— DIRECTIONS FOR THIS TASK —
Put every line of the records below into a Markdown table with two columns, Row for the line's number and Line for its text, and skip any blank lines. Leave the pictures out of your answer.
***** PROVIDED INFORMATION *****
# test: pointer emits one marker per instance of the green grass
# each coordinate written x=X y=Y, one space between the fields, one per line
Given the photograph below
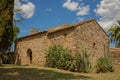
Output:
x=12 y=72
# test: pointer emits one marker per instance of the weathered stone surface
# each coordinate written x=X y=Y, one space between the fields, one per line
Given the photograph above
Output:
x=87 y=34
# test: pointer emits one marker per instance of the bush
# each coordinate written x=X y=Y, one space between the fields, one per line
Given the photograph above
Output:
x=104 y=64
x=82 y=62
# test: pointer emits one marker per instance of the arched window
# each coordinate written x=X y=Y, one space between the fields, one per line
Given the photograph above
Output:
x=29 y=54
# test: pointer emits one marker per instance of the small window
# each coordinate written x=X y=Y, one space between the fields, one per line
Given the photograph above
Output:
x=93 y=45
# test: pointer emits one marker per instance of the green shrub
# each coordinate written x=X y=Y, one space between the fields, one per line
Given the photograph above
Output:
x=104 y=64
x=82 y=62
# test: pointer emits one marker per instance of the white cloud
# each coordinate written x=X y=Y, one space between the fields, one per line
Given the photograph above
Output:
x=109 y=12
x=48 y=9
x=83 y=10
x=71 y=5
x=80 y=19
x=26 y=9
x=80 y=9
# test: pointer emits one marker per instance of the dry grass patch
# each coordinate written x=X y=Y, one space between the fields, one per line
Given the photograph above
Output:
x=12 y=72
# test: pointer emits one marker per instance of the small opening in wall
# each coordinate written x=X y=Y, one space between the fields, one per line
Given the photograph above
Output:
x=29 y=54
x=93 y=45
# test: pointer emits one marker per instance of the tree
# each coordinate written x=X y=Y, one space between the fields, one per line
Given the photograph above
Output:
x=114 y=34
x=6 y=25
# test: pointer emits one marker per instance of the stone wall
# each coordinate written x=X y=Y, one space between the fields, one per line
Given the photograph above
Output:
x=115 y=54
x=87 y=35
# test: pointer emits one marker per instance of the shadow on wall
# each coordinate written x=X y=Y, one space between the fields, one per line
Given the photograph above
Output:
x=29 y=54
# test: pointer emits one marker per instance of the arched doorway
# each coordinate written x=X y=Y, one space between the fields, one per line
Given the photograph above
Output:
x=29 y=54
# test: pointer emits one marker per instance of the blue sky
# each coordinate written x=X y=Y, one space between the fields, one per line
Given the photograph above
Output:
x=44 y=14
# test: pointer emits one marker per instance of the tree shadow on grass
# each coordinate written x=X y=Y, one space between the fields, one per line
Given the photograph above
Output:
x=37 y=74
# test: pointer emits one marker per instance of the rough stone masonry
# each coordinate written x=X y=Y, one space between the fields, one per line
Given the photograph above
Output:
x=87 y=35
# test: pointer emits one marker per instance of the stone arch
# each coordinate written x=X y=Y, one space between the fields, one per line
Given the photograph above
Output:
x=29 y=54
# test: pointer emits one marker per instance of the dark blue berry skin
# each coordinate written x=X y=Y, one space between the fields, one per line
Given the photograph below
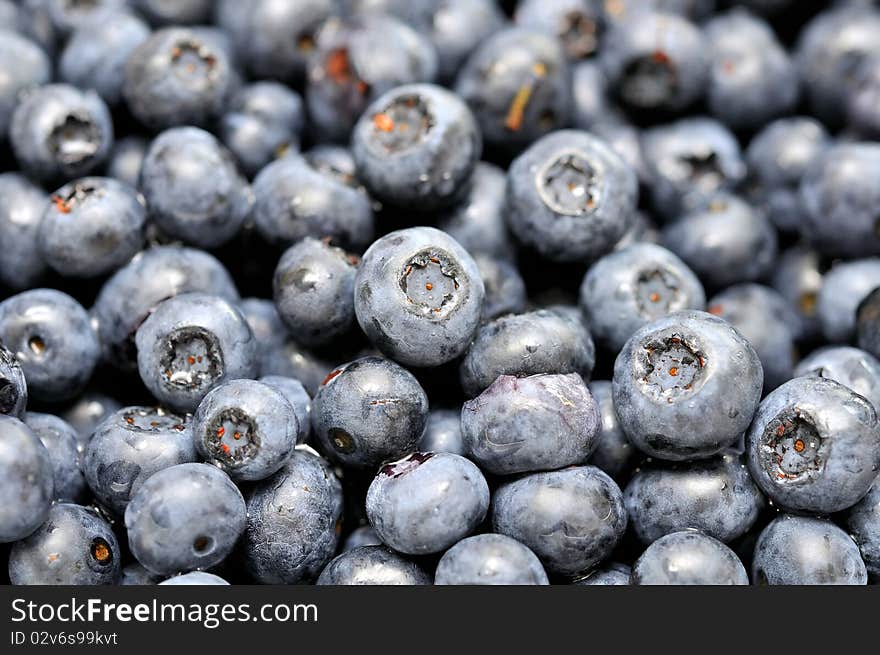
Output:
x=768 y=323
x=715 y=496
x=863 y=523
x=369 y=411
x=571 y=519
x=656 y=61
x=74 y=546
x=426 y=502
x=314 y=291
x=91 y=227
x=26 y=475
x=134 y=291
x=796 y=550
x=536 y=423
x=262 y=121
x=688 y=162
x=752 y=79
x=178 y=76
x=839 y=193
x=724 y=242
x=518 y=84
x=853 y=368
x=355 y=61
x=296 y=394
x=292 y=522
x=477 y=221
x=95 y=55
x=53 y=340
x=294 y=200
x=778 y=156
x=442 y=433
x=274 y=38
x=61 y=442
x=60 y=132
x=418 y=296
x=193 y=188
x=686 y=386
x=614 y=454
x=23 y=65
x=416 y=146
x=372 y=565
x=844 y=287
x=128 y=447
x=571 y=197
x=246 y=428
x=688 y=557
x=489 y=559
x=21 y=210
x=633 y=286
x=552 y=340
x=190 y=344
x=505 y=290
x=183 y=518
x=13 y=387
x=814 y=446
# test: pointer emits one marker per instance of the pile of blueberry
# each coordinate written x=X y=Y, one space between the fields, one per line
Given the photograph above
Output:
x=440 y=291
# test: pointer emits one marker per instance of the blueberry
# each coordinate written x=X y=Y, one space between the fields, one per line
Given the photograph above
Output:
x=572 y=519
x=262 y=121
x=369 y=411
x=544 y=341
x=688 y=162
x=768 y=323
x=536 y=423
x=95 y=55
x=293 y=200
x=190 y=344
x=688 y=558
x=570 y=196
x=372 y=565
x=178 y=76
x=13 y=387
x=183 y=518
x=715 y=496
x=26 y=475
x=656 y=61
x=131 y=445
x=614 y=454
x=193 y=188
x=21 y=210
x=314 y=291
x=796 y=550
x=355 y=61
x=91 y=227
x=53 y=340
x=418 y=296
x=814 y=446
x=633 y=286
x=490 y=559
x=863 y=522
x=518 y=84
x=61 y=442
x=246 y=428
x=293 y=520
x=442 y=433
x=73 y=547
x=133 y=292
x=853 y=368
x=58 y=131
x=426 y=502
x=416 y=145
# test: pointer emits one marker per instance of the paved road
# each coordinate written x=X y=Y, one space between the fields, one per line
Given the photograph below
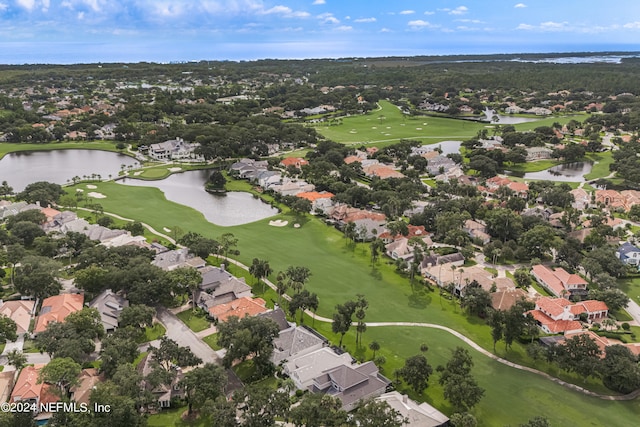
*****
— REPLY TO THE TASK —
| Row | Line |
|---|---|
| 1 | # test: pointer emits one marker per instance of the green grass |
| 2 | # each coordinate written x=X y=Y, one space between the fields, one per line |
| 3 | Given the photograph below |
| 4 | Output: |
| 5 | x=12 y=72 |
| 6 | # test: pointer emits one marker per instance of the weathered stone surface |
| 7 | # each coordinate written x=X y=Y, one space between the fields, one per line |
| 8 | Given the photograph above |
| 9 | Output: |
| 10 | x=87 y=34 |
| 11 | # test: pointer emits one marker per instance of the bush |
| 12 | # each coordinate written x=X y=Y, one space between the fields, one per line |
| 13 | Given the photograph above |
| 14 | Output: |
| 15 | x=104 y=64 |
| 16 | x=82 y=62 |
| 17 | # test: pointer emits one marker per instance of the arched window |
| 18 | # each coordinate written x=X y=Y, one space between the fields, one per line |
| 19 | Given the photograph above |
| 20 | Output: |
| 21 | x=29 y=54 |
| 22 | # test: pointer emits one marker per instance of the small window |
| 23 | # each coordinate written x=X y=Y, one space between the fields, one per line |
| 24 | Given the photograph above |
| 25 | Output: |
| 26 | x=93 y=45 |
| 27 | # test: pointer emits one marker per instance of the green shrub |
| 28 | # each coordinate written x=X y=Y, one space between the fields, one per line |
| 29 | Given the photograph above |
| 30 | Output: |
| 31 | x=104 y=64 |
| 32 | x=82 y=62 |
| 33 | # test: pointer emits one marker per instance of the white cloud |
| 34 | # each coordinate written x=X y=Y, one space between the fields, one per line |
| 35 | Given the photograph above |
| 36 | Output: |
| 37 | x=109 y=12 |
| 38 | x=48 y=9 |
| 39 | x=83 y=10 |
| 40 | x=71 y=5 |
| 41 | x=80 y=19 |
| 42 | x=26 y=9 |
| 43 | x=80 y=9 |
| 44 | # test: pointer emits one marker per instance of the dry grass patch |
| 45 | # each coordinate written x=X y=Y, one space between the fields, one per line |
| 46 | Given the photograph above |
| 47 | Output: |
| 48 | x=12 y=72 |
| 49 | # test: pointer emits one marker per instance of the small opening in wall |
| 50 | # each coordinate written x=X y=Y, one space between the fields, one per line |
| 51 | Given the photograph above |
| 52 | Output: |
| 53 | x=29 y=54 |
| 54 | x=93 y=45 |
| 55 | # test: pointer emits one marker per instance of the tree |
| 56 | # each coordinate written x=X y=Y, one space between the fields, one per line |
| 57 | Given the photograph above |
| 58 | Output: |
| 59 | x=114 y=34 |
| 60 | x=6 y=25 |
| 61 | # test: pointer emits one marker per instance of the stone wall |
| 62 | # each coordinate written x=X y=Y, one space between the fields, one per line |
| 63 | Given the photograph above |
| 64 | Output: |
| 65 | x=115 y=54 |
| 66 | x=87 y=35 |
| 67 | # test: pointer emits one marker per instance of the shadow on wall |
| 68 | # each coordinate written x=X y=Y, one space between the fields, one per line |
| 69 | Given the photograph above |
| 70 | Output: |
| 71 | x=29 y=54 |
| 72 | # test: pointer emits one marker per instance of the arched doorway |
| 73 | # each coordinate written x=X y=Y, one space between the fields, one per line |
| 74 | Given the photograph above |
| 75 | Output: |
| 76 | x=29 y=54 |
| 77 | # test: pointer emits one marker per instance of the blue sky |
| 78 | # each coordinate written x=X y=Y, one space between the fields, one per line |
| 79 | Given the photograph above |
| 80 | Output: |
| 81 | x=44 y=14 |
| 82 | # test: pointer emits one marker per instance of the tree shadow on grass |
| 83 | # each coordinate written x=X y=Y, one space between the fields, one per line |
| 84 | Given the photograph above |
| 85 | Output: |
| 86 | x=37 y=74 |
| 87 | # test: pointer emits one marker per instance of the rough stone masonry |
| 88 | # each coordinate written x=X y=Y, one space between the fields, one per line |
| 89 | Given the photograph above |
| 90 | Output: |
| 91 | x=87 y=35 |
| 92 | # test: pointer emits one marker per instance of the stone arch |
| 93 | # each coordinate written x=X y=Y, one space between the fields, one per line |
| 94 | Given the photograph above |
| 95 | Output: |
| 96 | x=29 y=54 |
| 97 | # test: pointer emits one marker per instance of the dark blue berry skin |
| 98 | # each coordinate written x=X y=Y, one space between the fields, one per line |
| 99 | Given the photograph below |
| 100 | Output: |
| 101 | x=768 y=323 |
| 102 | x=715 y=496 |
| 103 | x=863 y=523 |
| 104 | x=369 y=411 |
| 105 | x=571 y=519 |
| 106 | x=656 y=61 |
| 107 | x=74 y=546 |
| 108 | x=426 y=502 |
| 109 | x=314 y=291 |
| 110 | x=91 y=227 |
| 111 | x=26 y=475 |
| 112 | x=134 y=291 |
| 113 | x=796 y=550 |
| 114 | x=536 y=423 |
| 115 | x=262 y=121 |
| 116 | x=688 y=162 |
| 117 | x=752 y=79 |
| 118 | x=178 y=76 |
| 119 | x=839 y=193 |
| 120 | x=724 y=242 |
| 121 | x=518 y=84 |
| 122 | x=853 y=368 |
| 123 | x=355 y=61 |
| 124 | x=296 y=394 |
| 125 | x=292 y=522 |
| 126 | x=477 y=221 |
| 127 | x=95 y=55 |
| 128 | x=53 y=340 |
| 129 | x=294 y=200 |
| 130 | x=778 y=156 |
| 131 | x=442 y=433 |
| 132 | x=274 y=38 |
| 133 | x=61 y=442 |
| 134 | x=60 y=132 |
| 135 | x=418 y=296 |
| 136 | x=193 y=188 |
| 137 | x=686 y=386 |
| 138 | x=614 y=454 |
| 139 | x=23 y=65 |
| 140 | x=416 y=146 |
| 141 | x=372 y=565 |
| 142 | x=844 y=287 |
| 143 | x=128 y=447 |
| 144 | x=571 y=197 |
| 145 | x=246 y=428 |
| 146 | x=688 y=557 |
| 147 | x=489 y=559 |
| 148 | x=21 y=210 |
| 149 | x=633 y=286 |
| 150 | x=552 y=340 |
| 151 | x=190 y=344 |
| 152 | x=505 y=290 |
| 153 | x=183 y=518 |
| 154 | x=13 y=387 |
| 155 | x=814 y=446 |
| 156 | # test: pointer emits one marker per instance of the pile of blueberry |
| 157 | # each coordinate written x=X y=Y, one space between the fields, one per line |
| 158 | Given the photograph above |
| 159 | Output: |
| 160 | x=440 y=291 |
| 161 | # test: pointer emits one marker per instance of the blueberry |
| 162 | # each coordinate written x=X y=Y, one space between the fields, one per line |
| 163 | Given the photograph above |
| 164 | Output: |
| 165 | x=572 y=519 |
| 166 | x=262 y=121 |
| 167 | x=369 y=411 |
| 168 | x=544 y=341 |
| 169 | x=688 y=162 |
| 170 | x=768 y=323 |
| 171 | x=536 y=423 |
| 172 | x=95 y=55 |
| 173 | x=293 y=200 |
| 174 | x=190 y=344 |
| 175 | x=688 y=558 |
| 176 | x=570 y=196 |
| 177 | x=372 y=565 |
| 178 | x=178 y=76 |
| 179 | x=13 y=387 |
| 180 | x=183 y=518 |
| 181 | x=715 y=496 |
| 182 | x=26 y=475 |
| 183 | x=656 y=61 |
| 184 | x=131 y=445 |
| 185 | x=614 y=454 |
| 186 | x=193 y=188 |
| 187 | x=21 y=210 |
| 188 | x=314 y=291 |
| 189 | x=796 y=550 |
| 190 | x=355 y=61 |
| 191 | x=91 y=227 |
| 192 | x=53 y=340 |
| 193 | x=418 y=296 |
| 194 | x=814 y=446 |
| 195 | x=633 y=286 |
| 196 | x=490 y=559 |
| 197 | x=863 y=522 |
| 198 | x=518 y=84 |
| 199 | x=61 y=442 |
| 200 | x=246 y=428 |
| 201 | x=293 y=520 |
| 202 | x=442 y=433 |
| 203 | x=73 y=547 |
| 204 | x=133 y=292 |
| 205 | x=853 y=368 |
| 206 | x=58 y=131 |
| 207 | x=426 y=502 |
| 208 | x=416 y=145 |
| 209 | # test: pointer emits one marker per instance of the paved road |
| 210 | # each coordinate written x=X y=Y, one space between the fields, one per line |
| 211 | Given the photograph below |